_Instructions to follow_
Count the lines in the records below that contain the string "mirror", treating uppercase and lowercase letters as different, and reply with only that number.

_Data in this exercise_

+ + +

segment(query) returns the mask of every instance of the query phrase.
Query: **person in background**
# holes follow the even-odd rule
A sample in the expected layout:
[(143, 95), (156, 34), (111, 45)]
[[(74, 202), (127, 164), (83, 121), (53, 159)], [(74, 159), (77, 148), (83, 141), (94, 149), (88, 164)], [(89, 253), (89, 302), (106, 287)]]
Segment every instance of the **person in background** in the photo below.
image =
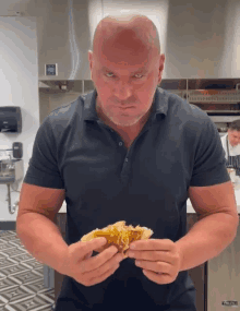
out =
[(228, 172), (233, 168), (240, 176), (240, 120), (230, 123), (226, 135), (220, 137)]
[[(235, 239), (238, 211), (215, 124), (158, 87), (165, 55), (144, 15), (107, 16), (88, 61), (95, 89), (41, 123), (21, 189), (16, 232), (64, 275), (56, 311), (196, 311), (188, 270)], [(187, 230), (187, 200), (199, 216)], [(63, 240), (55, 217), (67, 202)], [(127, 259), (106, 239), (119, 220), (151, 228)], [(124, 259), (124, 260), (123, 260)]]

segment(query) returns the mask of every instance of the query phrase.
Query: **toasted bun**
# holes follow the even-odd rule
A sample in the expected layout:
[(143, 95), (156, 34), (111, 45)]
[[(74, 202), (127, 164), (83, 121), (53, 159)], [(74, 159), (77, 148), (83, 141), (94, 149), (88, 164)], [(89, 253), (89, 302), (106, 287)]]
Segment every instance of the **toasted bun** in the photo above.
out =
[(110, 246), (116, 246), (119, 252), (124, 253), (129, 249), (129, 244), (136, 240), (147, 240), (154, 234), (153, 230), (146, 227), (136, 226), (135, 228), (125, 226), (125, 222), (118, 222), (113, 225), (109, 225), (103, 229), (95, 229), (89, 234), (82, 237), (81, 241), (91, 241), (98, 237), (105, 237), (107, 243), (97, 249), (97, 252), (101, 252)]

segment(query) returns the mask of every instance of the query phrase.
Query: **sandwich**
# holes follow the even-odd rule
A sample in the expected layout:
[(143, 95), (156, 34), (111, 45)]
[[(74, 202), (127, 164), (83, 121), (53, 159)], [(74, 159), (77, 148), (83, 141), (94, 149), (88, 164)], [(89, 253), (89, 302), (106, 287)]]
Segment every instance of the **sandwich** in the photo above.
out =
[(147, 240), (154, 234), (153, 230), (146, 227), (140, 227), (139, 225), (134, 228), (133, 226), (125, 226), (125, 222), (118, 222), (113, 225), (109, 225), (103, 229), (95, 229), (87, 235), (83, 236), (81, 241), (86, 242), (95, 238), (105, 237), (107, 243), (97, 249), (97, 252), (101, 252), (110, 246), (116, 246), (120, 253), (125, 254), (129, 246), (133, 241)]

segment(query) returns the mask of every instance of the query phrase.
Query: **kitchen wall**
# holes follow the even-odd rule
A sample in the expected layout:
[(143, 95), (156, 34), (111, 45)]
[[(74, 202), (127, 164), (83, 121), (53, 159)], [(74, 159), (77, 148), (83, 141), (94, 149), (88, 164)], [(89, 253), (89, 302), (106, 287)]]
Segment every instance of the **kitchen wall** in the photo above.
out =
[(120, 12), (147, 15), (166, 55), (164, 79), (240, 76), (239, 0), (49, 0), (40, 16), (39, 79), (58, 63), (57, 80), (91, 79), (87, 49), (101, 17)]
[[(39, 128), (36, 27), (35, 17), (0, 17), (0, 107), (21, 107), (23, 119), (22, 133), (0, 133), (0, 148), (11, 148), (13, 142), (23, 143), (24, 174)], [(19, 191), (21, 187), (22, 182)], [(4, 229), (1, 222), (16, 219), (16, 213), (9, 213), (7, 194), (7, 186), (0, 184), (0, 229)], [(17, 198), (19, 192), (11, 193), (12, 204)]]
[[(89, 80), (87, 49), (97, 23), (107, 14), (134, 11), (152, 19), (166, 53), (164, 79), (240, 76), (238, 0), (28, 0), (19, 1), (17, 11), (25, 16), (0, 17), (0, 105), (22, 107), (23, 132), (0, 133), (0, 145), (23, 142), (24, 175), (44, 118), (80, 95), (47, 89), (38, 94), (38, 79)], [(59, 75), (45, 76), (45, 63), (56, 62)], [(5, 196), (7, 186), (0, 184), (0, 222), (15, 220)], [(12, 204), (16, 198), (13, 192)]]

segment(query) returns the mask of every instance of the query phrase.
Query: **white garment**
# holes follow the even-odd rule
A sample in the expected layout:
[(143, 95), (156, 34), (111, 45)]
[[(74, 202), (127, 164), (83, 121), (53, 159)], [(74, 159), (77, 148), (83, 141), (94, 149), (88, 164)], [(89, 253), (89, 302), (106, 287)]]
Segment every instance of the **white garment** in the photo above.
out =
[[(228, 151), (227, 151), (227, 143), (226, 143), (226, 136), (228, 134), (224, 135), (220, 137), (221, 140), (221, 144), (223, 144), (223, 147), (225, 149), (225, 157), (227, 159), (227, 156), (228, 156)], [(238, 144), (237, 146), (231, 146), (231, 144), (229, 143), (228, 141), (228, 146), (229, 146), (229, 156), (237, 156), (237, 155), (240, 155), (240, 144)]]

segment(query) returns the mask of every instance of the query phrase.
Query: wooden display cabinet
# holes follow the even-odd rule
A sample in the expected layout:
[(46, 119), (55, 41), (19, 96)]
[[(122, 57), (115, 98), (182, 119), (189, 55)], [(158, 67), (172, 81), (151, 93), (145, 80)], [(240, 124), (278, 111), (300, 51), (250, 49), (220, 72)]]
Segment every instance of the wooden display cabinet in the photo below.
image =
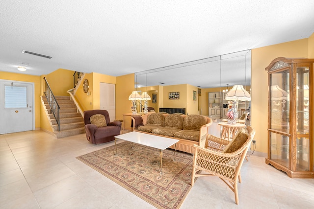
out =
[(314, 59), (278, 57), (268, 73), (267, 164), (291, 178), (314, 178)]

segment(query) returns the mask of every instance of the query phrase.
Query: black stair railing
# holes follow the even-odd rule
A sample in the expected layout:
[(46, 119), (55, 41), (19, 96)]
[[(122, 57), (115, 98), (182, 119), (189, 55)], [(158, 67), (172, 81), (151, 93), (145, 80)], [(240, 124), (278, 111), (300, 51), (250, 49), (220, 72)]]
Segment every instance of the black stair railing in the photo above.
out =
[(82, 72), (78, 72), (77, 71), (76, 71), (75, 72), (74, 72), (74, 74), (73, 74), (73, 82), (74, 84), (73, 88), (75, 88), (75, 85), (77, 85), (78, 82), (78, 79), (80, 78), (80, 76), (82, 74), (83, 74)]
[(53, 116), (58, 124), (58, 131), (60, 131), (60, 106), (56, 99), (55, 99), (54, 95), (53, 95), (52, 92), (51, 91), (49, 84), (48, 84), (48, 82), (45, 77), (44, 77), (44, 79), (45, 83), (44, 93), (50, 106), (50, 113), (53, 114)]

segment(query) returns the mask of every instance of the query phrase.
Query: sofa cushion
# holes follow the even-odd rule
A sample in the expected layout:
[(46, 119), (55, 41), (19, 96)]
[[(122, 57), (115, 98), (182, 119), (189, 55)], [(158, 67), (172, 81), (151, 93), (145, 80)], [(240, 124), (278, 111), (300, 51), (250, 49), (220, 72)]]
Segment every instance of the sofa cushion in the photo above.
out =
[(163, 126), (165, 120), (165, 116), (161, 113), (151, 113), (147, 116), (147, 124), (158, 125)]
[(237, 132), (235, 138), (222, 151), (223, 153), (231, 153), (239, 149), (246, 141), (249, 138), (249, 132), (246, 129), (240, 128)]
[(201, 127), (207, 123), (206, 117), (201, 115), (186, 116), (183, 120), (183, 129), (199, 131)]
[(183, 119), (180, 115), (170, 114), (165, 117), (164, 126), (183, 129)]
[[(167, 117), (166, 117), (166, 118), (167, 118)], [(152, 133), (154, 134), (158, 134), (167, 137), (174, 137), (174, 134), (180, 131), (181, 131), (181, 129), (179, 129), (179, 128), (170, 127), (161, 127), (160, 128), (155, 128), (153, 130)]]
[(154, 124), (146, 124), (143, 126), (139, 126), (137, 128), (138, 131), (144, 132), (152, 133), (153, 130), (156, 128), (160, 128), (161, 126)]
[(176, 138), (198, 141), (200, 139), (200, 131), (192, 130), (182, 130), (174, 133), (174, 137)]
[(96, 125), (98, 128), (107, 126), (106, 118), (102, 114), (94, 115), (90, 116), (89, 119), (91, 124)]

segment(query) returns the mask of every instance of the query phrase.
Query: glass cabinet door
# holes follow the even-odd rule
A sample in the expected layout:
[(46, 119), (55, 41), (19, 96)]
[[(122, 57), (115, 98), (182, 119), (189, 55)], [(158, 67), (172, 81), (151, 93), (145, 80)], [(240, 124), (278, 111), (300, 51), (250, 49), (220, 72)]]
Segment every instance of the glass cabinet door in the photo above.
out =
[(296, 169), (309, 170), (309, 68), (296, 68)]
[(270, 74), (269, 89), (271, 156), (272, 160), (289, 166), (289, 69)]

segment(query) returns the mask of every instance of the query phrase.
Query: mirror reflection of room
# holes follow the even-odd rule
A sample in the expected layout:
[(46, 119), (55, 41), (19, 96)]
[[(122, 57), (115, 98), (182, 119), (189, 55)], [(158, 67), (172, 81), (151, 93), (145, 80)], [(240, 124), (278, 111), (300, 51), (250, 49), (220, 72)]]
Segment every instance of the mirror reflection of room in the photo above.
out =
[[(227, 90), (239, 85), (250, 93), (251, 50), (138, 72), (134, 81), (135, 90), (154, 95), (147, 106), (156, 112), (181, 111), (221, 120), (227, 118)], [(170, 98), (169, 93), (178, 95)], [(142, 112), (143, 102), (139, 103), (138, 112)], [(250, 124), (250, 101), (237, 102), (237, 119), (244, 116), (246, 125)]]

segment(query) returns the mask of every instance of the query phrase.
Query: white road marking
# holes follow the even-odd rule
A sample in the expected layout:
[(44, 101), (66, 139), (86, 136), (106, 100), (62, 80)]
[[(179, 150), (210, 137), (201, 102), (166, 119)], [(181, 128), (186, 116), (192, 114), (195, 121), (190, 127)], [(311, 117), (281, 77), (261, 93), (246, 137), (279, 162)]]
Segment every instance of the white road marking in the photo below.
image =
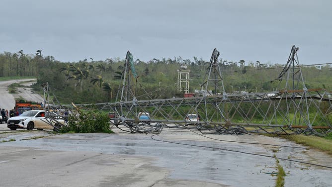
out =
[(137, 164), (136, 165), (134, 166), (133, 168), (139, 168), (141, 166), (144, 165), (145, 164), (144, 163), (140, 163), (140, 164)]

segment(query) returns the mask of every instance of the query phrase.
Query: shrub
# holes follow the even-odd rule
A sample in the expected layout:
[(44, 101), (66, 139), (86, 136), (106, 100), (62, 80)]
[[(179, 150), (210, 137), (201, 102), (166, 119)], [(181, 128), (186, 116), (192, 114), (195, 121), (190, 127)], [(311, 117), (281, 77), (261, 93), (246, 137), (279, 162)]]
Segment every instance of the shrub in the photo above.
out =
[(68, 126), (61, 128), (60, 132), (113, 133), (110, 128), (109, 118), (107, 114), (96, 110), (81, 110), (79, 116), (70, 116)]

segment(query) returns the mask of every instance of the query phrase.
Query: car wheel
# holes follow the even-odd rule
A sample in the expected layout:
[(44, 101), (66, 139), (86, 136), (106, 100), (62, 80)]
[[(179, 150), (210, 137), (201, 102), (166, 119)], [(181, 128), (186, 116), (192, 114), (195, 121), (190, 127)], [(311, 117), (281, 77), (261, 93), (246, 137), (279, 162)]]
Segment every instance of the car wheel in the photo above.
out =
[(61, 126), (58, 124), (56, 124), (54, 125), (54, 127), (53, 128), (53, 131), (54, 132), (59, 132), (60, 130), (60, 128)]
[(29, 122), (28, 123), (28, 125), (26, 125), (26, 130), (32, 130), (34, 128), (35, 128), (35, 124), (33, 124), (32, 121)]

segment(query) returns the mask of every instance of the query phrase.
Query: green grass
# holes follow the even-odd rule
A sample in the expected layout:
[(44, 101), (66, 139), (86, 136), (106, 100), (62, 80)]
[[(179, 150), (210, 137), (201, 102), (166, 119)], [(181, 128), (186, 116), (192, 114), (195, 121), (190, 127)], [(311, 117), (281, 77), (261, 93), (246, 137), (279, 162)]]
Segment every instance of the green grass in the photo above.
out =
[(287, 136), (283, 137), (311, 148), (318, 149), (332, 154), (332, 135), (331, 133), (325, 138), (303, 135)]
[(7, 142), (13, 142), (14, 141), (16, 141), (16, 140), (14, 139), (11, 139), (9, 140), (2, 140), (1, 142), (0, 142), (0, 143)]
[(275, 182), (276, 187), (283, 187), (285, 185), (285, 171), (278, 162), (277, 162), (278, 168), (278, 175), (277, 175), (277, 181)]
[(39, 138), (44, 138), (44, 137), (45, 137), (45, 136), (35, 136), (35, 137), (33, 137), (29, 138), (21, 139), (20, 140), (20, 140), (33, 140), (33, 139), (39, 139)]

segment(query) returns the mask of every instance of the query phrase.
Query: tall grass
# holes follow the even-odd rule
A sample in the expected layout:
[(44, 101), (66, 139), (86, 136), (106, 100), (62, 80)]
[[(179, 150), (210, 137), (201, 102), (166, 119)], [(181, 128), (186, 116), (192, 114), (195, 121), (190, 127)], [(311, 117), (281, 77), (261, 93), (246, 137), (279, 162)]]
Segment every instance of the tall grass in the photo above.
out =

+ + +

_Expected output_
2